▶ [SOURCE EXCERPT]
┌──

# Starting Imperial Guard



## Ordo Xeno Commander (Jan 17, 2007)

Hey guys, ive finished my first SM army in just over 4 months, well nearly finished and im looking to start an Imperial Guard army.

Im looking for army list tips, painting tips, colour schemes using the following paints :
Boltgun metal
chaos black
skull white
catachan green
desert yellow
blood red
scorpion green
snakebite leather

i want a cityfight camo/normal colour scheme with those paints. any ideas??

basically I need general help as I have very limited experience with IG


----------



## Jacobite (Jan 26, 2007)

Ok first thing's first - have you got the Codex? - if not get it and quickly. That has a lot of color schemes in it. 

In the mean time however check out this link for some sample schemes. I would actually rate this above the codex as it has a step by step process.

http://us.games-workshop.com/games/40k/imperialguard/painting/troopcamo/urban.htm

Rather than confining your scheme to the colors you have - I would really recommend deceiding on your color scheme and then buying your paints.

Are you going Codex or Doctrines?


----------



## cccp (Dec 15, 2006)

for your IG armour, try looking at these colour schemes ;

http://us.games-workshop.com/games/40k/imperialguard/painting/tanks/camo1.htm

theres about 4 pages of them there. 

f you have/or will soon be getting the IG codex there is a page of different colour schemes in there as well.


----------



## Jacobite (Jan 26, 2007)

Oh yea I can't recommend those tank pages enough. Just leave the Fire Wastes scheme alone its mine :twisted: 

I found the Imperial Gaurd section of the GW sites quiet good which surprised me as the rest of the army pages are quiet pants, so take a look round there.


----------



## cccp (Dec 15, 2006)

iv had a look around for more shizz about quard but i cant find much worthwhile. Do check out the GW pages though there are some good articles on there.

└──

▶ [SHORT TASK 1]
In the forum thread on starting an Imperial Guard army, rewrite the paragraph beginning "Ok first thing's first" more briefly, keeping its main points.
▶ [SHORT TASK 2]
Write out the passage of the Imperial Guard forum thread from "i want a cityfight" to "schemes in it." word for word.
▶ [SHORT TASK 3]
Carry the forum thread about starting an Imperial Guard army further, beginning after its last post.

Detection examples
┌──

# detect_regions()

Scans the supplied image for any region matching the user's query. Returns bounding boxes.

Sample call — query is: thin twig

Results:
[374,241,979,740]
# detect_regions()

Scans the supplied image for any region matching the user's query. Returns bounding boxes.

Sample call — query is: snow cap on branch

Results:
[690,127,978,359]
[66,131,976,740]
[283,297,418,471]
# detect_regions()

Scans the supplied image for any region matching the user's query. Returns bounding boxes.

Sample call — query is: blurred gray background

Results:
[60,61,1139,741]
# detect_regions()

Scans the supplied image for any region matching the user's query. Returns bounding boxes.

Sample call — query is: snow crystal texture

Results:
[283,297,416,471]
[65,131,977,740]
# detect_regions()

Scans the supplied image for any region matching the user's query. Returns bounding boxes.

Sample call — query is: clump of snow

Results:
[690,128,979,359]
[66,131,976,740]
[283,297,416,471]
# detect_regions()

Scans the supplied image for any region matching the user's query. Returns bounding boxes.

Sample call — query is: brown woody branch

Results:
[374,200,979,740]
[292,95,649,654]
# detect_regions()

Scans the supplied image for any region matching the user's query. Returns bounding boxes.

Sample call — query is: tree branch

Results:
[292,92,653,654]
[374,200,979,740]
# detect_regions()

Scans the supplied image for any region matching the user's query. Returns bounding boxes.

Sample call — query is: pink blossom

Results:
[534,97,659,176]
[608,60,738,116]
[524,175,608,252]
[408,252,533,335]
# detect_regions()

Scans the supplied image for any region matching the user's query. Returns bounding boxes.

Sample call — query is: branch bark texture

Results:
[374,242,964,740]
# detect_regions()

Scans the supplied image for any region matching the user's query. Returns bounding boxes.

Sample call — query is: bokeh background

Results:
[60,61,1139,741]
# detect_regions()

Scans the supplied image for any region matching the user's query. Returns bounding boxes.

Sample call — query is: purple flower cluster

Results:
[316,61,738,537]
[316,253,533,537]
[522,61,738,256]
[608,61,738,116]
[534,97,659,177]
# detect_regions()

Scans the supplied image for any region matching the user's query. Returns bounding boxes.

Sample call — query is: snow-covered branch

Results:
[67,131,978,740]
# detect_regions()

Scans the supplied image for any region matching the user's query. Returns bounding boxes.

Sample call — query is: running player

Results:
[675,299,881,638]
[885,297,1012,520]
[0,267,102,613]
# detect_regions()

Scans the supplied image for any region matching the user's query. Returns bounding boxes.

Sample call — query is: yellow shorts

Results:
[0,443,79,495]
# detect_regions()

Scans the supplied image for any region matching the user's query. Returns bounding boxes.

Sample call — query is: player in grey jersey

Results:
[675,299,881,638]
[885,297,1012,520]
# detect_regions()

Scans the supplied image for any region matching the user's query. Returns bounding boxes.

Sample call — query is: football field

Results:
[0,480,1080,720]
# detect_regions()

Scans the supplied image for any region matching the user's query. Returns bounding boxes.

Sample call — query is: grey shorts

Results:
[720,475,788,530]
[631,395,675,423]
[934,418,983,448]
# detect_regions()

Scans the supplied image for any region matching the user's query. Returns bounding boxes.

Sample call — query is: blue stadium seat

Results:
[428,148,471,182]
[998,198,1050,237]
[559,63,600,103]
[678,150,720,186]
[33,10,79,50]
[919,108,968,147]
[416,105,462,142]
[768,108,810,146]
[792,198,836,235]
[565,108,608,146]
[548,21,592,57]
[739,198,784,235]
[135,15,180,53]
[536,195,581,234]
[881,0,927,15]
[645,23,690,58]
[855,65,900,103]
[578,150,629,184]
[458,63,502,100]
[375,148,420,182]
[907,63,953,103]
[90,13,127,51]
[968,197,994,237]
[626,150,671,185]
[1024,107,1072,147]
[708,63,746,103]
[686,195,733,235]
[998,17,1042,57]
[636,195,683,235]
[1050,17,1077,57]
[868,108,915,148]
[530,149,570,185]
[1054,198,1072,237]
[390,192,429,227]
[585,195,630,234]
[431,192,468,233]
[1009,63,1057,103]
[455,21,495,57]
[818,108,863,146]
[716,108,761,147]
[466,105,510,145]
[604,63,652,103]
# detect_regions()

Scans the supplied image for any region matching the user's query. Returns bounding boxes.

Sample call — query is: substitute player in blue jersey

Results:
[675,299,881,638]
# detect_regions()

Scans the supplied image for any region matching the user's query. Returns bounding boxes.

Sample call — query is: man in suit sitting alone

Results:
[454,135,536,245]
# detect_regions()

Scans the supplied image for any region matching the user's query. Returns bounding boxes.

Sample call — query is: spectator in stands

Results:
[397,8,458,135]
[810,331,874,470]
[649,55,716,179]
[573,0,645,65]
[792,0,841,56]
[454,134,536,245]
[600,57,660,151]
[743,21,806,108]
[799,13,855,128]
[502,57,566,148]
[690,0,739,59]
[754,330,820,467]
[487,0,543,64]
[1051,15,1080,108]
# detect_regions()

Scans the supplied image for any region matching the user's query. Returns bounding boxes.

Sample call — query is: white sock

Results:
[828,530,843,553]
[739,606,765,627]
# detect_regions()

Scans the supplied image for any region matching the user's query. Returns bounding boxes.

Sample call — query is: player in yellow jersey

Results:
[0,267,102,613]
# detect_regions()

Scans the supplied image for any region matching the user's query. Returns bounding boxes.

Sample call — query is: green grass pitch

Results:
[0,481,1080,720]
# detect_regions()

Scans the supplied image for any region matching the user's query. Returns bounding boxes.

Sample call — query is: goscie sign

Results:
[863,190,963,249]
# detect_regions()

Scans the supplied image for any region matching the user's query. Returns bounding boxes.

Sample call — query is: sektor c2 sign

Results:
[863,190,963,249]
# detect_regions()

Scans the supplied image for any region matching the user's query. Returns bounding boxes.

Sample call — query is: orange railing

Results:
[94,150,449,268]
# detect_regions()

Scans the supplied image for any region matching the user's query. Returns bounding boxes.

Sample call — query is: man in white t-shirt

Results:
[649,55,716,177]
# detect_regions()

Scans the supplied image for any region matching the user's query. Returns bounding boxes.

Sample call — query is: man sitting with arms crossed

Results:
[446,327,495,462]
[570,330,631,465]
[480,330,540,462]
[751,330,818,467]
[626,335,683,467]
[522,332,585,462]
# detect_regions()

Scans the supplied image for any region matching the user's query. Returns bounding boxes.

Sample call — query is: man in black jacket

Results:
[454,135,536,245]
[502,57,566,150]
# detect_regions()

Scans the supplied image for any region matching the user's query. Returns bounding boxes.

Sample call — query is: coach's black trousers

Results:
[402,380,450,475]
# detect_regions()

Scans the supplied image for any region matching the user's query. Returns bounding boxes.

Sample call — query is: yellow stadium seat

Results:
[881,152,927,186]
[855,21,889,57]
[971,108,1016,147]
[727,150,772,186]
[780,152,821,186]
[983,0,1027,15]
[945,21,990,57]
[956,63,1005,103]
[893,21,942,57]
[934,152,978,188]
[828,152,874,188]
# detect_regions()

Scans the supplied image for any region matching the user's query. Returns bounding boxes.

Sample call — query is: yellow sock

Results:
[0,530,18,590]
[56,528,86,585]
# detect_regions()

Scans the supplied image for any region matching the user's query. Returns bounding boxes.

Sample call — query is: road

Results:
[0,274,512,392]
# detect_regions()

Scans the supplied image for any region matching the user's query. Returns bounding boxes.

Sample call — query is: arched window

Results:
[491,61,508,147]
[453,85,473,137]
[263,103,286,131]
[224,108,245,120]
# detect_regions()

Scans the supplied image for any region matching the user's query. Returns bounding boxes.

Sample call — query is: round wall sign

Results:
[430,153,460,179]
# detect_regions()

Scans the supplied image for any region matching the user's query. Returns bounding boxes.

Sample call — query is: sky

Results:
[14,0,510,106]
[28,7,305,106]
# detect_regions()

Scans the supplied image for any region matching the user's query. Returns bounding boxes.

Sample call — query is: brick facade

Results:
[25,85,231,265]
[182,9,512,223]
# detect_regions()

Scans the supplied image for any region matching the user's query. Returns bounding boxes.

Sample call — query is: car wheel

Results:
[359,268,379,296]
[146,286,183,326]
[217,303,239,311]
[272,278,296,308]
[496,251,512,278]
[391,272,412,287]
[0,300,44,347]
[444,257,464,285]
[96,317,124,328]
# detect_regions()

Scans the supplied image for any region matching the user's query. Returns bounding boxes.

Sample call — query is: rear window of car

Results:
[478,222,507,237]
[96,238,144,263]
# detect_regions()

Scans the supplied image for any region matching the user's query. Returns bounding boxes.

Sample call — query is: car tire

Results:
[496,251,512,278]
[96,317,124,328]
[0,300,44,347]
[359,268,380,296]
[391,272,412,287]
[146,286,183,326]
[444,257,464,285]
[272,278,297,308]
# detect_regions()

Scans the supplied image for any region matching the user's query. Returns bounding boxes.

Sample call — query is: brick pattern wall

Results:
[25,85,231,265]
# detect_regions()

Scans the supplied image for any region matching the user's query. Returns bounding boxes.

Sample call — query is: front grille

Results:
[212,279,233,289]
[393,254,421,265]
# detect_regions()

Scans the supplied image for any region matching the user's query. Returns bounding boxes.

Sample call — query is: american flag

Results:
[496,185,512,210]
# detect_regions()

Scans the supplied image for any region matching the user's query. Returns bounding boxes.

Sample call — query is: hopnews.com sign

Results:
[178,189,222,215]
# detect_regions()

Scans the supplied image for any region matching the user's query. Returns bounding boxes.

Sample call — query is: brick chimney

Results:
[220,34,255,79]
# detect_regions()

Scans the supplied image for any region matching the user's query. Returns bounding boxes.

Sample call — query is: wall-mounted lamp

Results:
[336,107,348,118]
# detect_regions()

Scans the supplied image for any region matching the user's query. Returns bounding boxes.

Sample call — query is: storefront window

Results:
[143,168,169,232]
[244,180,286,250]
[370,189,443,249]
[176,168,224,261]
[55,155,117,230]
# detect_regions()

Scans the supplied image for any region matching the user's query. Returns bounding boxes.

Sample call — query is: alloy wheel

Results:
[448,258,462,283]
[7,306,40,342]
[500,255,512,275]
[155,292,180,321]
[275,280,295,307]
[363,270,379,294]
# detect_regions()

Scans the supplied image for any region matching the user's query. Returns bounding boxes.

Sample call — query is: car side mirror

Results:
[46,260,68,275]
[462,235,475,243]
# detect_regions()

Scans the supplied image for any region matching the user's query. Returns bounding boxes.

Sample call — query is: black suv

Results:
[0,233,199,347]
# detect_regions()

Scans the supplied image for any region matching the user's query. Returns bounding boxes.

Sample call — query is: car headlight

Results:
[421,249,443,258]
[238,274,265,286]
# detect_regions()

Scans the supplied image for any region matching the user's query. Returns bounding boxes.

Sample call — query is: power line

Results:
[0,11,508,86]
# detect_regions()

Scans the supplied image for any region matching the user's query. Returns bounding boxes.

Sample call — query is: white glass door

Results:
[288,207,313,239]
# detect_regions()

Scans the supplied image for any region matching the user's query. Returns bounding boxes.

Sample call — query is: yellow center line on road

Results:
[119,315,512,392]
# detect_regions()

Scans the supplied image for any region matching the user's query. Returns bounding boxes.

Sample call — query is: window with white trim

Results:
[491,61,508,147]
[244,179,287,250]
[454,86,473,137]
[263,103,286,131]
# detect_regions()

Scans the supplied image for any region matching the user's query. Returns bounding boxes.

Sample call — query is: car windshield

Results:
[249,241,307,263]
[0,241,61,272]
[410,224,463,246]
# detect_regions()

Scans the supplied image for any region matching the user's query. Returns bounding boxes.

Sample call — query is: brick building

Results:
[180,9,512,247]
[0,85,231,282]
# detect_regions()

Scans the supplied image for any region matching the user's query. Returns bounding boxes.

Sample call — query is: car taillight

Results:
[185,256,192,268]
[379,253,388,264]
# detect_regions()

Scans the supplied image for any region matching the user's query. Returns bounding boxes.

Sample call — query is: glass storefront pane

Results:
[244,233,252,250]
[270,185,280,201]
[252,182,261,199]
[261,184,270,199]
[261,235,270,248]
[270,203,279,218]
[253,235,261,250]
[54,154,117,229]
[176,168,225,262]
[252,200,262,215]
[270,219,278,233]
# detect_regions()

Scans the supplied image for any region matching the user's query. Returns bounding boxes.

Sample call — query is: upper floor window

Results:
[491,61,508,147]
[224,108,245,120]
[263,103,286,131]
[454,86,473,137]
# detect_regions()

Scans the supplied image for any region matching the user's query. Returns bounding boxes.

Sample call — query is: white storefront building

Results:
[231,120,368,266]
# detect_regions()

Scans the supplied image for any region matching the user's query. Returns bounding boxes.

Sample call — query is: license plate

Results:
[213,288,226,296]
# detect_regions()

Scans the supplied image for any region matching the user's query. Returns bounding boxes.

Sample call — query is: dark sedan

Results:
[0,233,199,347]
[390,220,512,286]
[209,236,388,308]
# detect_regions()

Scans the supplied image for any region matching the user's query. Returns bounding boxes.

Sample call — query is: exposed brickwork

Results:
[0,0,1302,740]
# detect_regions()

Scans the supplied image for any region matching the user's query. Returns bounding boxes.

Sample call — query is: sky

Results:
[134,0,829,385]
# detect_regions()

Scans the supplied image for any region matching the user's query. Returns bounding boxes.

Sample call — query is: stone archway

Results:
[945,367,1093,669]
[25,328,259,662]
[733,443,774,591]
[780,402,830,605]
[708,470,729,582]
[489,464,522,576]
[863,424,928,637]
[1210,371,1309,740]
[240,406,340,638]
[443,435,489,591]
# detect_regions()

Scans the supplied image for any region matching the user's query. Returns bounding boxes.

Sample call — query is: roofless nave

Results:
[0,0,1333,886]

└──

▶ [EXPECTED OUTPUT 1]
If you don't have the Codex, get it right away, since it includes many color schemes.

▶ [EXPECTED OUTPUT 2]
i want a cityfight camo/normal colour scheme with those paints. any ideas??

basically I need general help as I have very limited experience with IG


----------



## Jacobite (Jan 26, 2007)

Ok first thing's first - have you got the Codex? - if not get it and quickly. That has a lot of color schemes in it.

▶ [EXPECTED OUTPUT 3]
the only other thing i can think of would be this - there are several members of this forum who play with guard - i do, longbeard and Jez do also. if you need any help with the army then you will definately be able to find an answer. 


off subject a little, i now have a custom rank! woop!


----------



## Ordo Xeno Commander (Jan 17, 2007)

ive alredy got my tank scheme, catachan green with black camo stripes, but it can always change. thanks a lot guys, ill be sure to get that codex and check those sites ASAP, as im in a hurry rite at the moment.


----------



## Viscount Vash (Jan 3, 2007)

Cccp-one:


> the only other thing i can think of would be this - there are several members of this forum who play with guard - i do, longbeard and Jez do also. if you need any help with the army then you will definately be able to find an answer.


Also Herbert, Myself and if you want to get a noobs eye view of Guard wertypop play/paint Guard. So between the six of us that should give you a few minds to milk for info.

The Imperial Armour Volume One Is great for pictures of Vehicle Camo etc but is a bit pricey at £48 from Forge World.
I cannot post Pics from it here due to copyright and all that but have PMed you a couple in the colours you are doing.

Hope that helps VV.


----------



## Ordo Xeno Commander (Jan 17, 2007)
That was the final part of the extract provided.